::: TASK INPUTS :::

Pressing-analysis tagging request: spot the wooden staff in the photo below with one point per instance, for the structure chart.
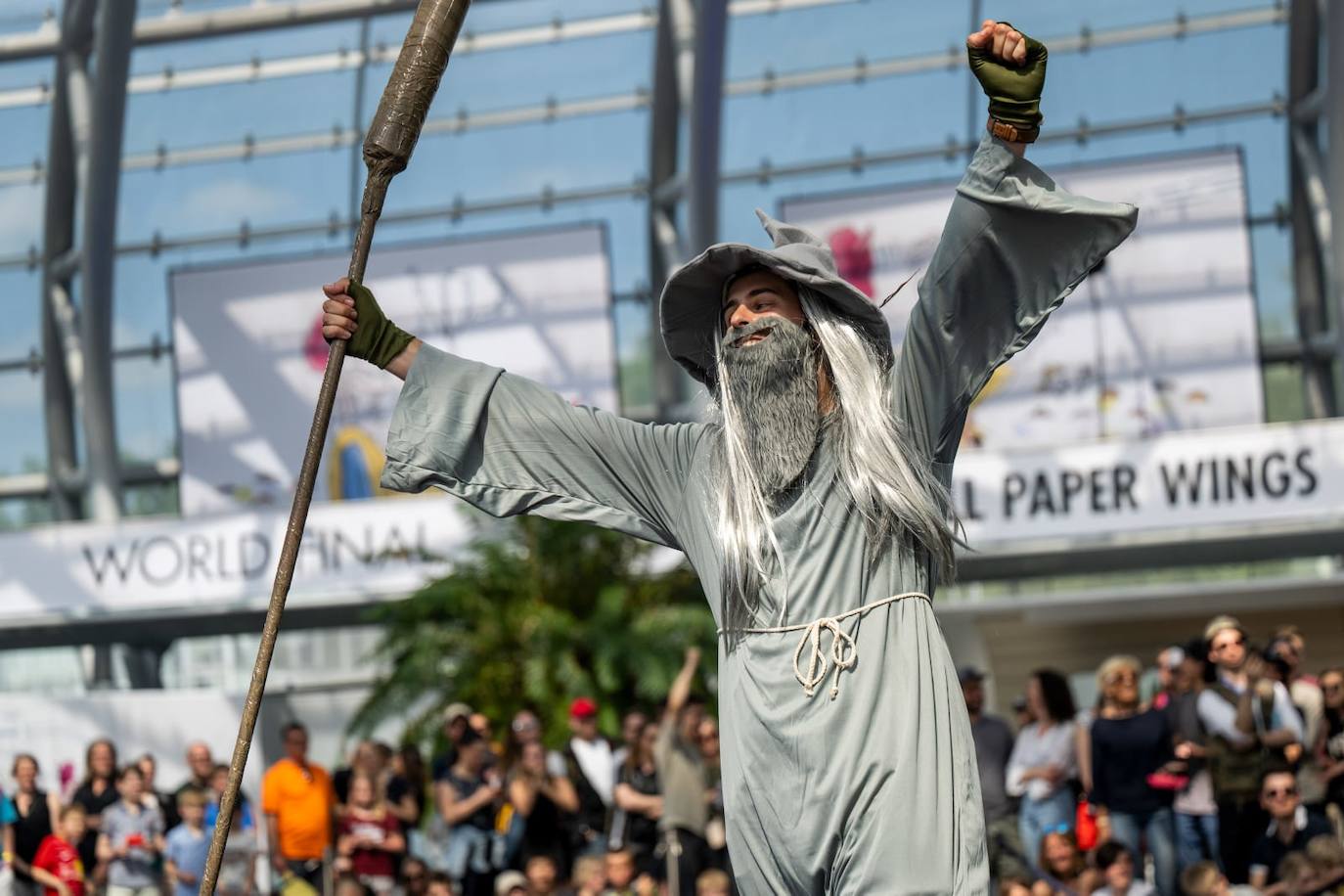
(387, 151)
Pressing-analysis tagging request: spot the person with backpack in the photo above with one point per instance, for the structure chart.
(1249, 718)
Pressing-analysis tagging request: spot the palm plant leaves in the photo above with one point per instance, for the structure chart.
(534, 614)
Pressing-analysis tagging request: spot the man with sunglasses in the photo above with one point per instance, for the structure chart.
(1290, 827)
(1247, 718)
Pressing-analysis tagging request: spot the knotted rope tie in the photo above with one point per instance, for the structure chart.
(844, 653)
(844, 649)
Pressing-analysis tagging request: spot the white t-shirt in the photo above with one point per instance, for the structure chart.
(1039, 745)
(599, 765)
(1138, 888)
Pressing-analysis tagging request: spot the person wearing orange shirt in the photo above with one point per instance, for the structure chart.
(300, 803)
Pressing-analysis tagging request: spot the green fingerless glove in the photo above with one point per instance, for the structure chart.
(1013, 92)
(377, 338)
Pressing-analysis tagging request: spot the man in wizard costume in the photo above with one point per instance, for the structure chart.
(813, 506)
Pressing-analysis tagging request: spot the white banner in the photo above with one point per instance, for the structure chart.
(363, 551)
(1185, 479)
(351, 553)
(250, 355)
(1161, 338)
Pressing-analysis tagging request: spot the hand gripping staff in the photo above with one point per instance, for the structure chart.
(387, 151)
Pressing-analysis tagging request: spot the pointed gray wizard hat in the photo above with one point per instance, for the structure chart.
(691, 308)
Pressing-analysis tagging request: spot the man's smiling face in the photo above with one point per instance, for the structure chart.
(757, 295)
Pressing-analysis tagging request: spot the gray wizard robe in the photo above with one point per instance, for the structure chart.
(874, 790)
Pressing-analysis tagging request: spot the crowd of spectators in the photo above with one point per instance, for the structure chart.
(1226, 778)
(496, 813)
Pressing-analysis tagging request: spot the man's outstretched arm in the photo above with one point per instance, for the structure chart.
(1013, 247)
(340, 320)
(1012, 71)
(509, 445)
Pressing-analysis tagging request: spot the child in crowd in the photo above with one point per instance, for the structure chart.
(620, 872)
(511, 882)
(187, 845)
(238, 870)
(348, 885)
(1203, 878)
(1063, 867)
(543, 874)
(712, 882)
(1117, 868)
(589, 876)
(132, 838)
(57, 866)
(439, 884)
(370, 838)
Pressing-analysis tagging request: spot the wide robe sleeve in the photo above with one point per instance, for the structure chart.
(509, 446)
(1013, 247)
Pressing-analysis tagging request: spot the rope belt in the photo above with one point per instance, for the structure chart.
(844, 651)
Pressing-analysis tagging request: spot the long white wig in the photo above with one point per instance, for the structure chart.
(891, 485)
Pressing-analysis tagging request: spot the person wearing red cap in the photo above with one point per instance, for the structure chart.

:::
::: TASK INPUTS :::

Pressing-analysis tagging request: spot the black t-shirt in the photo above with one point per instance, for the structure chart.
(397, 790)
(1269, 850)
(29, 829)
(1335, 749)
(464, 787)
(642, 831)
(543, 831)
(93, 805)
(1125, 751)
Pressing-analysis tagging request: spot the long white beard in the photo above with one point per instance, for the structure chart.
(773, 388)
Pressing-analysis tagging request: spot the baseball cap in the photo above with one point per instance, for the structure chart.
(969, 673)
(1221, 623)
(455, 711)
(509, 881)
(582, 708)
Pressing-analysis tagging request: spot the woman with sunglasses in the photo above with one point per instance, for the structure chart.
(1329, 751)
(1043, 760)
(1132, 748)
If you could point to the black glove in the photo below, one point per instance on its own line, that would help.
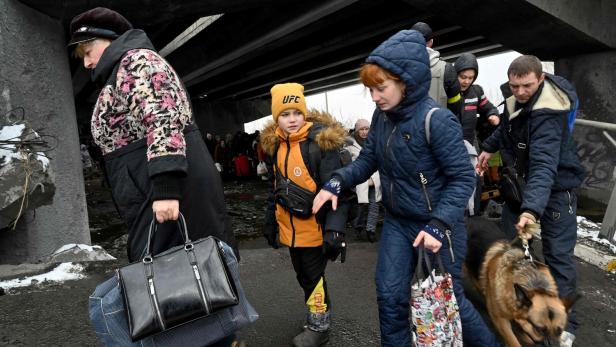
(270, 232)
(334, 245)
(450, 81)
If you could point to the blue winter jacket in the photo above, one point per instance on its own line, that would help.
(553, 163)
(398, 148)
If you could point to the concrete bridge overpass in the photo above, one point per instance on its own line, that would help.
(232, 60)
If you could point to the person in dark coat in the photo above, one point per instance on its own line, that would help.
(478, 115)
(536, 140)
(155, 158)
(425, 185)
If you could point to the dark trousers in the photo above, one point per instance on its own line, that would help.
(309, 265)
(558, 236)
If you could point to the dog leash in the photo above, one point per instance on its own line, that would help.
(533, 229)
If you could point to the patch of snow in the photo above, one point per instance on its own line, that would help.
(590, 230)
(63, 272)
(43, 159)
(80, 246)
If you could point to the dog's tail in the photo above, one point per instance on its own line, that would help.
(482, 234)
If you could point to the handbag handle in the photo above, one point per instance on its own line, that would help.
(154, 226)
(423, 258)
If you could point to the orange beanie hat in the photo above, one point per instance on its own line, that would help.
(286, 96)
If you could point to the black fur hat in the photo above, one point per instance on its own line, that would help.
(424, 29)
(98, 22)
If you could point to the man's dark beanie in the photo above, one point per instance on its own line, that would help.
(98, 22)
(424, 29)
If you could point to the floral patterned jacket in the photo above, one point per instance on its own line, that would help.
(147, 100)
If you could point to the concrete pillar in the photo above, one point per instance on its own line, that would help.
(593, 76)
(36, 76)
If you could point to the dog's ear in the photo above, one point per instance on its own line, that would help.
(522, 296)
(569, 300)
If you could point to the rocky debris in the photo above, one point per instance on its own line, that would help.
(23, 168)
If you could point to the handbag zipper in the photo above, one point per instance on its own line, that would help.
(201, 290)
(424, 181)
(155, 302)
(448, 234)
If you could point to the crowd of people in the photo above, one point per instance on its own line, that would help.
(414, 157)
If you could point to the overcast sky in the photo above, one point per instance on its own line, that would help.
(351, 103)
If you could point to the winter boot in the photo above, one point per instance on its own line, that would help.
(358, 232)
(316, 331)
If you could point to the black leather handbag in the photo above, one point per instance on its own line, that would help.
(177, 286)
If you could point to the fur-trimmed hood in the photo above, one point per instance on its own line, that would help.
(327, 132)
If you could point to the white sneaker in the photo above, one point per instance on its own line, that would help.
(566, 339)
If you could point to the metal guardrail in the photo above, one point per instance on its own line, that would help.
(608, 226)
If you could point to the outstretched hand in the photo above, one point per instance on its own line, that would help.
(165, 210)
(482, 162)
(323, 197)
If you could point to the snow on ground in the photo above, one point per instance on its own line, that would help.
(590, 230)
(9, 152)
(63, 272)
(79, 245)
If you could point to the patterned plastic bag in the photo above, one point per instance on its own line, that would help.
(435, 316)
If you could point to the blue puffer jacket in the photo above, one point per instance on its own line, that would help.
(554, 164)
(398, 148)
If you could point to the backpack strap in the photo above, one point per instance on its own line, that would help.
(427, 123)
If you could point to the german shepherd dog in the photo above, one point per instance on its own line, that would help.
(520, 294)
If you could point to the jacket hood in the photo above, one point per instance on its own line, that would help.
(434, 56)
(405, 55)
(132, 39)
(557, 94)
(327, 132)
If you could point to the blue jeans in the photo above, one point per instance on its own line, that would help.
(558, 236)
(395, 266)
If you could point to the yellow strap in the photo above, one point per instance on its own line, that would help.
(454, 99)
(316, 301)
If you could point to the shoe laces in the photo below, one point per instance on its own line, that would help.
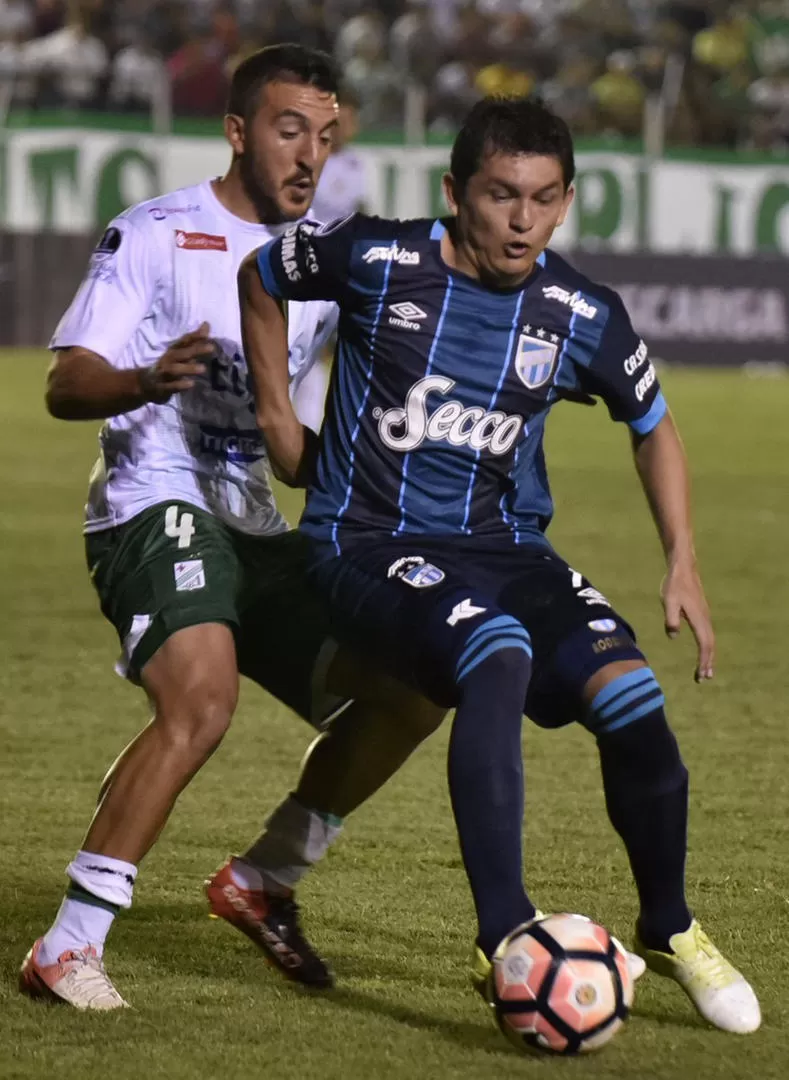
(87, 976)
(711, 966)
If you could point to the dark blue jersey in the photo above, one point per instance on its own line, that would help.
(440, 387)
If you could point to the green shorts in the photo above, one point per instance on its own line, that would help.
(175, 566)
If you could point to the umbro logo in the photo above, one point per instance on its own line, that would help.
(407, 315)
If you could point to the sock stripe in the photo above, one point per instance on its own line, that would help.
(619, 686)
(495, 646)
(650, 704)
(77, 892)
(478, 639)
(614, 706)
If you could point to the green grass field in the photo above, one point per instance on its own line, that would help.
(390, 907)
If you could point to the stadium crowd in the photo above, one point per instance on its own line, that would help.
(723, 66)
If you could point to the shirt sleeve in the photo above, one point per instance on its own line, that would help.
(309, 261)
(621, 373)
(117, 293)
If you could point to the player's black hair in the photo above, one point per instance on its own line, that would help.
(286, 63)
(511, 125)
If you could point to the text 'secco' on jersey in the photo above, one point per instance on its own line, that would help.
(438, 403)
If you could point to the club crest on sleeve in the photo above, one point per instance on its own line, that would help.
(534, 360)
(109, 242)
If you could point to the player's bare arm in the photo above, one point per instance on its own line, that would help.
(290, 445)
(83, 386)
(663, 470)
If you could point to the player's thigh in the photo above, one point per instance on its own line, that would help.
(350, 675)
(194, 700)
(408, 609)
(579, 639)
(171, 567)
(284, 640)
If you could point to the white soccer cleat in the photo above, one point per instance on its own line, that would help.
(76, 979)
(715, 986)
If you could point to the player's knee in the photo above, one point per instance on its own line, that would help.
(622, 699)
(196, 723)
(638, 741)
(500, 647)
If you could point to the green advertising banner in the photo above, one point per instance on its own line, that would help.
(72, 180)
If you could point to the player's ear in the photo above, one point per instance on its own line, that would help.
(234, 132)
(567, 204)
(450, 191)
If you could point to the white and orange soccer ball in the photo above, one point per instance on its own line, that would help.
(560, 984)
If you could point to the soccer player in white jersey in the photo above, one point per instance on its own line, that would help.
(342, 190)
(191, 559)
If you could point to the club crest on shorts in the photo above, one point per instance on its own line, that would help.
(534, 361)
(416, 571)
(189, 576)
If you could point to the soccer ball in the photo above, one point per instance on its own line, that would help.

:::
::: TASK INPUTS :::

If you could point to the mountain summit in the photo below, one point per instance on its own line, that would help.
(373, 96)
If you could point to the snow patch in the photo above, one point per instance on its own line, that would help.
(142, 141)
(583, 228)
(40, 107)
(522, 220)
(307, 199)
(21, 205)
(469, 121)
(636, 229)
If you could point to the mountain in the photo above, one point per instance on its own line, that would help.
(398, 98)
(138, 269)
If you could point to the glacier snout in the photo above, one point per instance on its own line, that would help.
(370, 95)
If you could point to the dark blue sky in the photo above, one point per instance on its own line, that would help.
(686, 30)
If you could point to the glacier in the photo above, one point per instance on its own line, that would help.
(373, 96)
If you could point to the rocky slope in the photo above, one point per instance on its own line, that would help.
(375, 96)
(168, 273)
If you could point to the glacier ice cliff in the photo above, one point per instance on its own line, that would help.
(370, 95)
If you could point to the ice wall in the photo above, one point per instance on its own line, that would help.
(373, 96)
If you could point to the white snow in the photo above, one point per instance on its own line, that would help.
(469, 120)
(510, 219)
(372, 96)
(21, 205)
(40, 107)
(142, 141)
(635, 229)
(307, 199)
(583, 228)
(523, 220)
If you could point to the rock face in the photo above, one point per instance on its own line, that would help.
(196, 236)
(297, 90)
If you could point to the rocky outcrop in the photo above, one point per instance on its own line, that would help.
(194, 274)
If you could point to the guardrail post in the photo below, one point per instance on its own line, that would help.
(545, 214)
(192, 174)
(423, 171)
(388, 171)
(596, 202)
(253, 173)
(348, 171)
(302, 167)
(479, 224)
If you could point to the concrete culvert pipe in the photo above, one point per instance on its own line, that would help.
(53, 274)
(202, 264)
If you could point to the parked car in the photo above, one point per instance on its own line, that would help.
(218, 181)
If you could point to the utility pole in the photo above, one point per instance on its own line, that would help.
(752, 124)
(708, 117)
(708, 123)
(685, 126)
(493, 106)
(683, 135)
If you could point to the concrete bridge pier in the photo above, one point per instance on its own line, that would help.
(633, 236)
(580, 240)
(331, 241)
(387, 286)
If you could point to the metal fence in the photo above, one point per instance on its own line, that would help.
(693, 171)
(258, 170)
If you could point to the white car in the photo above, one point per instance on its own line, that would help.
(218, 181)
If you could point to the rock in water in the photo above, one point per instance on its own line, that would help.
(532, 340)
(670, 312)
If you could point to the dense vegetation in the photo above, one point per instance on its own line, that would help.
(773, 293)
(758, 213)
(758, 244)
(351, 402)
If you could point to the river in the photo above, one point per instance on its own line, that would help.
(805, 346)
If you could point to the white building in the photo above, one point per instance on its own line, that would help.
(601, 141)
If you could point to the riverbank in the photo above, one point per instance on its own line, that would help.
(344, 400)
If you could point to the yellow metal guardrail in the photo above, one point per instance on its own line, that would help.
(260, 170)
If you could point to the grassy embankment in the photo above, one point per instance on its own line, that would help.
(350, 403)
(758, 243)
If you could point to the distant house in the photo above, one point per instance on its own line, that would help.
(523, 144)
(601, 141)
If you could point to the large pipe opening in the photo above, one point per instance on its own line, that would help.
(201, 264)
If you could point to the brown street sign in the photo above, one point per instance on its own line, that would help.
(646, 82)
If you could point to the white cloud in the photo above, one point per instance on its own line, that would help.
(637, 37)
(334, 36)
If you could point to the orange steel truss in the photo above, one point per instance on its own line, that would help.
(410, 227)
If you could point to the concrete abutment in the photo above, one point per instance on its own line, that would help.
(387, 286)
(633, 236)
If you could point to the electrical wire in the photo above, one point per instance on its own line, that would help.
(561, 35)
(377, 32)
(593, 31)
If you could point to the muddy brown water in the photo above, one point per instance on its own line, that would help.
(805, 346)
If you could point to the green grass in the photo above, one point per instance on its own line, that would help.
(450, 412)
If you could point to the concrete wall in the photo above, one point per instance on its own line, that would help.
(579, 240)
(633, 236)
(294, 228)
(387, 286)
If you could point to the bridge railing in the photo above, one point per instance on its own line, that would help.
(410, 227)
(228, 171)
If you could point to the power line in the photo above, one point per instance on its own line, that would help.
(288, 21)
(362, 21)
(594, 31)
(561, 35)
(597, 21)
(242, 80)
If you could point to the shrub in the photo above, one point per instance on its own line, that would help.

:::

▶ [WHAT THE TASK REQUIRES]
Turn the lines from the one containing "Pressing-analysis tagging request: spot the wooden" through the one containing "(1249, 718)" into a JSON list of strings, one string per line, with blank lines and the pictures left out.

▶ [CORRECT RESULT]
[
  "Pressing-analysis tagging request: spot the wooden staff in the photo below with one point per instance, for the structure chart.",
  "(387, 151)",
  "Pressing-analysis tagging request: spot the person with backpack in the photo above with one point per instance, for the structure chart.",
  "(1249, 718)"
]